TASK INSTRUCTIONS: Read the listing and extract each line that includes the word "slash".

AVAILABLE RECORDS:
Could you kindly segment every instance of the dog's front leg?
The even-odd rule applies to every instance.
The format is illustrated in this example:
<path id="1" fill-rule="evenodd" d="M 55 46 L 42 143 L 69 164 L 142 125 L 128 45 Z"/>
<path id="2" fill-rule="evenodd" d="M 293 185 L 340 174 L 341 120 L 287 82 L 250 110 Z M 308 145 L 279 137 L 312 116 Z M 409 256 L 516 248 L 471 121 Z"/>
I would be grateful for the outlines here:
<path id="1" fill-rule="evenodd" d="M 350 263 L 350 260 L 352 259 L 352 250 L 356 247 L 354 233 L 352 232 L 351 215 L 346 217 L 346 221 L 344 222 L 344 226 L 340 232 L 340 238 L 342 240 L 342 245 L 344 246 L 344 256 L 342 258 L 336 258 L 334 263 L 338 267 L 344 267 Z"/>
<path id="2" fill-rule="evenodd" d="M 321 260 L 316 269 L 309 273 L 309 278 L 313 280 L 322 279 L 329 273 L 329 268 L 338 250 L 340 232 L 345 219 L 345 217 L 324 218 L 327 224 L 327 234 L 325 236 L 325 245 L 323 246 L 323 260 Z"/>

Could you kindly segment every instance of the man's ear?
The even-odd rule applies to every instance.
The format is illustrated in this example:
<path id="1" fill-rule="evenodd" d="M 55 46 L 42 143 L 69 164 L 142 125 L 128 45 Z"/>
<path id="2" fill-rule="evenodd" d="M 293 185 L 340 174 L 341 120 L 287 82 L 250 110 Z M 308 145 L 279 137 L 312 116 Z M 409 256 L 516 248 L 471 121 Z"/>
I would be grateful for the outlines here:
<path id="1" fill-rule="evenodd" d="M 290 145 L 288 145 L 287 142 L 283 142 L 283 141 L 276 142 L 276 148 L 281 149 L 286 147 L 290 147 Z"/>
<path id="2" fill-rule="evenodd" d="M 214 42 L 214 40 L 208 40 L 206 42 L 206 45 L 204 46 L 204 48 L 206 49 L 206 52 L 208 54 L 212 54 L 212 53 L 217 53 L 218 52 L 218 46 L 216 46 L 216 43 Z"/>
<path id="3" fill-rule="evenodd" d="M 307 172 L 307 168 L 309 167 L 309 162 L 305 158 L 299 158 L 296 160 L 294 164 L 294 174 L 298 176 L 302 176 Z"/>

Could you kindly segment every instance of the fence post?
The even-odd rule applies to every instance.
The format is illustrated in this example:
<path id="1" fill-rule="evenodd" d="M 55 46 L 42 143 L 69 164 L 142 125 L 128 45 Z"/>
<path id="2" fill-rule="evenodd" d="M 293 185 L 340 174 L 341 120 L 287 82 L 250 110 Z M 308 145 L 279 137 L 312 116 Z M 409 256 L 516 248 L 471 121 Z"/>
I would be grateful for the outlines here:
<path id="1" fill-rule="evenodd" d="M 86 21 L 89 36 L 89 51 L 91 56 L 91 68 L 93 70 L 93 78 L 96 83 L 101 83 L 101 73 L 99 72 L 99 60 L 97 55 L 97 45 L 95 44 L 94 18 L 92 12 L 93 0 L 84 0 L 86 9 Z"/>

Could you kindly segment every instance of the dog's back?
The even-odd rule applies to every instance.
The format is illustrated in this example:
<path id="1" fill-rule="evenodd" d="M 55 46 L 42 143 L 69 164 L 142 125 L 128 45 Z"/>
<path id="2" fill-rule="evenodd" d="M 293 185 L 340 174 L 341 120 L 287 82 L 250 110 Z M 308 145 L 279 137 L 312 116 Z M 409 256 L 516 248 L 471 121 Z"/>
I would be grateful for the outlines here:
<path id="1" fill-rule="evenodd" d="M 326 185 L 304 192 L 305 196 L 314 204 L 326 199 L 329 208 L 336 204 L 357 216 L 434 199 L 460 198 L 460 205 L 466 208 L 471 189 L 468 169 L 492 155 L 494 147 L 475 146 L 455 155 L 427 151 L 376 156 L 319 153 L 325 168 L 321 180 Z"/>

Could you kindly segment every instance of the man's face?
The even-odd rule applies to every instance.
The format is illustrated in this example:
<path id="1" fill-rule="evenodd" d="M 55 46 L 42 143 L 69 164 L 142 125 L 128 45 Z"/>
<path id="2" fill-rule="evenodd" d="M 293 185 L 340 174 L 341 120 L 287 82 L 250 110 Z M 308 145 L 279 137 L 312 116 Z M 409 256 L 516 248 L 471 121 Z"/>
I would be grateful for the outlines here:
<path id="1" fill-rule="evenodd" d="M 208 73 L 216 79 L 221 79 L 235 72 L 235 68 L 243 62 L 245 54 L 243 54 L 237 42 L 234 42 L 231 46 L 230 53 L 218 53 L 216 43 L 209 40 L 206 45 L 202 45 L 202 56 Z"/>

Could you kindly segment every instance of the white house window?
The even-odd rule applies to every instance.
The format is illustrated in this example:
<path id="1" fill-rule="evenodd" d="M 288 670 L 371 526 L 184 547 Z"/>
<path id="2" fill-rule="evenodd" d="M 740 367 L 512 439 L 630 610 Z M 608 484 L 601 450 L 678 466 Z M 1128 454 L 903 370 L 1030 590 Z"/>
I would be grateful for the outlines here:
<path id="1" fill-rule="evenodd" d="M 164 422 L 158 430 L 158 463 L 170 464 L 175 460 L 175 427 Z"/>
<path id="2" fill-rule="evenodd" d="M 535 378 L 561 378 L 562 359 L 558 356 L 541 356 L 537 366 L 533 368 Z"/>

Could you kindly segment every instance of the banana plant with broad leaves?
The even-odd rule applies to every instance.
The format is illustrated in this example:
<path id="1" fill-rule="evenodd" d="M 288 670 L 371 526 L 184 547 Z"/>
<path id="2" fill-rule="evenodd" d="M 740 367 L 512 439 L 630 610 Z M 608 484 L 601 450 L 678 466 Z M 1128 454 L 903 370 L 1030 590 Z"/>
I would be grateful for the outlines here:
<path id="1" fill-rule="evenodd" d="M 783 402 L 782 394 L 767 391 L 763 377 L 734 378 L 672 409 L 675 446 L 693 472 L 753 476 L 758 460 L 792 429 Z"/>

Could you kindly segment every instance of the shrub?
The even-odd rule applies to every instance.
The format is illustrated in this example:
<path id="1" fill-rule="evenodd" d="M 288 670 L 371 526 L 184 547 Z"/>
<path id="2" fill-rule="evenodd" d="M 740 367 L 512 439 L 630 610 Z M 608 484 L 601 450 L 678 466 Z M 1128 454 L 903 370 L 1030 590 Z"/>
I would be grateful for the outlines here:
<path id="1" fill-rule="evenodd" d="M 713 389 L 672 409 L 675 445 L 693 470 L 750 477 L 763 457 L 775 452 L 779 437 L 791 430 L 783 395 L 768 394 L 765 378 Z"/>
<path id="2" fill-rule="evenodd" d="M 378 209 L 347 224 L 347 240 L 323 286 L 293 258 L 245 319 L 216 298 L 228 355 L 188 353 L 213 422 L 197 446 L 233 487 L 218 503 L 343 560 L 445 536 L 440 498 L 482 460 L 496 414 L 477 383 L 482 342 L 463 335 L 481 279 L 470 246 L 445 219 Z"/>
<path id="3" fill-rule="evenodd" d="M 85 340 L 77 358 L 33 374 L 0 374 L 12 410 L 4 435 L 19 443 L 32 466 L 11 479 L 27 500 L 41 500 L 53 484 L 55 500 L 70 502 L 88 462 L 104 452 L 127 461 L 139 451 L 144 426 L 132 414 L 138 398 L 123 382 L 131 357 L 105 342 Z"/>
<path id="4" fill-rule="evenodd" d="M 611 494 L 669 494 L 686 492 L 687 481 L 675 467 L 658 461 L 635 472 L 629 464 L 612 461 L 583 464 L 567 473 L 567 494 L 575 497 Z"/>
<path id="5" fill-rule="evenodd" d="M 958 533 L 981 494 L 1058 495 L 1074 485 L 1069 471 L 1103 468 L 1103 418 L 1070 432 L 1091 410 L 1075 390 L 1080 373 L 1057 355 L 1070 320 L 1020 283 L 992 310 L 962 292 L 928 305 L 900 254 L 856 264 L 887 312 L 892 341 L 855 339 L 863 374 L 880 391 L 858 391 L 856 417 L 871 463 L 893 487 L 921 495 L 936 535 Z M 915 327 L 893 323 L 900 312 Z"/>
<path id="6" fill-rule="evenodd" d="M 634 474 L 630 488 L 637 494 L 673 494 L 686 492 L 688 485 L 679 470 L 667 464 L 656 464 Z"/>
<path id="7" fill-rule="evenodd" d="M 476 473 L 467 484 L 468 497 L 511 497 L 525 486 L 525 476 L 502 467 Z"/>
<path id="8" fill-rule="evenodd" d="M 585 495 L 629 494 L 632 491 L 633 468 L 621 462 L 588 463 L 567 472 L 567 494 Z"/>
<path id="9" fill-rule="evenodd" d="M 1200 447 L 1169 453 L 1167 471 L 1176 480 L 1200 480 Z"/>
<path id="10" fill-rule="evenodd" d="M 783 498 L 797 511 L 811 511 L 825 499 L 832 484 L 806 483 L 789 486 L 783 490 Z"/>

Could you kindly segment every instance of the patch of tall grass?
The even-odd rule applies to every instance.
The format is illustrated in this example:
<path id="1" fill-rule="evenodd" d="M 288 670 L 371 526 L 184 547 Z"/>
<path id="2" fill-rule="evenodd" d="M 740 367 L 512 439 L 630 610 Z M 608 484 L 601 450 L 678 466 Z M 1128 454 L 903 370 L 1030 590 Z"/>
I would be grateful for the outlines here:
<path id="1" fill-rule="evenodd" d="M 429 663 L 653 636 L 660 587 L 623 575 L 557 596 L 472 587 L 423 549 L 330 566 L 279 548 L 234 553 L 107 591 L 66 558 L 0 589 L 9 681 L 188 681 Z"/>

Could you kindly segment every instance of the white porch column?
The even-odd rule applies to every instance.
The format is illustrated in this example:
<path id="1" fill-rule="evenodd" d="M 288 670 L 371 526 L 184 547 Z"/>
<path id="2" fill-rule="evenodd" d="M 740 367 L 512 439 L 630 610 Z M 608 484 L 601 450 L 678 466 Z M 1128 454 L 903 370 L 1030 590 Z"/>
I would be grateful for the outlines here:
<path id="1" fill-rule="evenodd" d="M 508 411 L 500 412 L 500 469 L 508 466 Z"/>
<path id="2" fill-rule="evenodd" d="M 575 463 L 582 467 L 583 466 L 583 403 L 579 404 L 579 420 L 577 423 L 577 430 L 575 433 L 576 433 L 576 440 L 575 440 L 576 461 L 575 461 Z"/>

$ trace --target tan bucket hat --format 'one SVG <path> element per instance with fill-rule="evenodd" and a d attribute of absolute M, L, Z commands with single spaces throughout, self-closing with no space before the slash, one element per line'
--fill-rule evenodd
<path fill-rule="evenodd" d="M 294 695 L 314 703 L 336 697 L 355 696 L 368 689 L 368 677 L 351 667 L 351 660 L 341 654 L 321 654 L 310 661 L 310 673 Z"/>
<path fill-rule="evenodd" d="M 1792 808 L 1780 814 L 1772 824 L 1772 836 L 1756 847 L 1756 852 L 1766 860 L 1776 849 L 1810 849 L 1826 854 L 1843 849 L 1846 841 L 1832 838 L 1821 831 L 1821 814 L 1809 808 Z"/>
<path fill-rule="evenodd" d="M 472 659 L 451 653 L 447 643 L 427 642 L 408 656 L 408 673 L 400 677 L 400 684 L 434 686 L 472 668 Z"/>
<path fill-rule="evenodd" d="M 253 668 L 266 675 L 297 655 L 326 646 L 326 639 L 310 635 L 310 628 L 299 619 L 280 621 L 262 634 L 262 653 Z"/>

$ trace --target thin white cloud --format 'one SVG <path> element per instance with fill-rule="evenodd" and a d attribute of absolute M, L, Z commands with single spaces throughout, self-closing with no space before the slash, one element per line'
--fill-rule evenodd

REPLY:
$ trace --target tan bucket hat --format 'one SVG <path> element per instance with fill-rule="evenodd" and a d attribute of absolute M, L, Z commands with single spaces throughout, self-closing with no space before the slash, one element per line'
$ trace --target thin white cloud --format 'one SVG <path> element per instance with fill-rule="evenodd" and a d attribute of absolute M, L, Z commands with single spaces throughout, self-closing with no space before the slash, one element per line'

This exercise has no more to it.